What is needed
Please find each line in the records below that contains the word "pair", and copy those lines.

┌─ Extracted material

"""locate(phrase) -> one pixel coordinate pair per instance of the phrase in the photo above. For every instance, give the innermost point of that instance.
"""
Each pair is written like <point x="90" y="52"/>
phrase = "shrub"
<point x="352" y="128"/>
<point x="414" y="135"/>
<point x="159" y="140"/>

└─
┌─ Extracted material

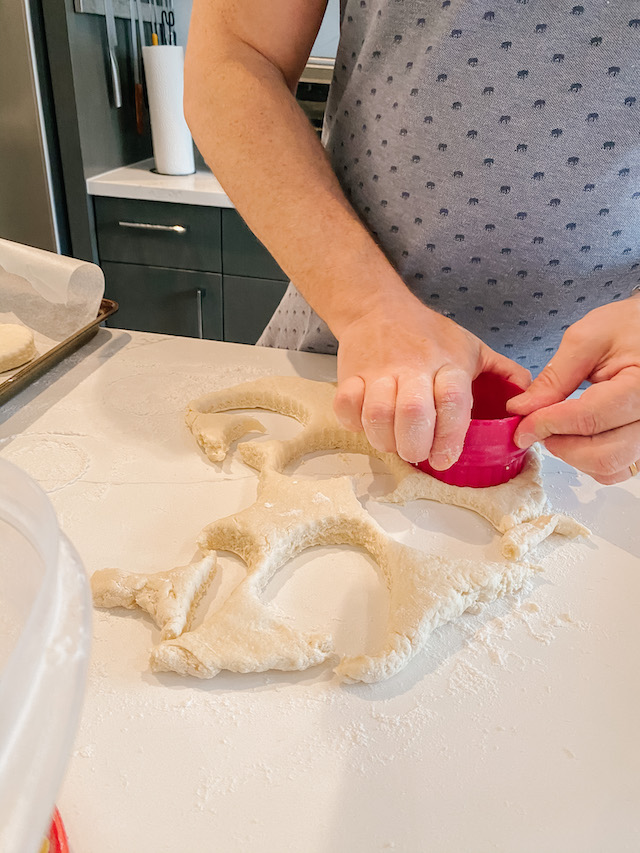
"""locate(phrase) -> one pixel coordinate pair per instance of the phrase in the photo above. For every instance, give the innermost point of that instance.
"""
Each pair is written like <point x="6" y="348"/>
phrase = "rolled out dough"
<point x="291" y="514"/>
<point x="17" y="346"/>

└─

Reply to the task
"""locate(phrase) -> one pixel coordinate pair per instance of the phrase in the photo above. For every instance, give the innermost point of that instance.
Each pair is written like <point x="90" y="52"/>
"""locate(phrase) -> one pixel coordinate pair per instance of the phrase in the photo above. For every instance, give the innermost point of that instance.
Each pair is written like <point x="6" y="348"/>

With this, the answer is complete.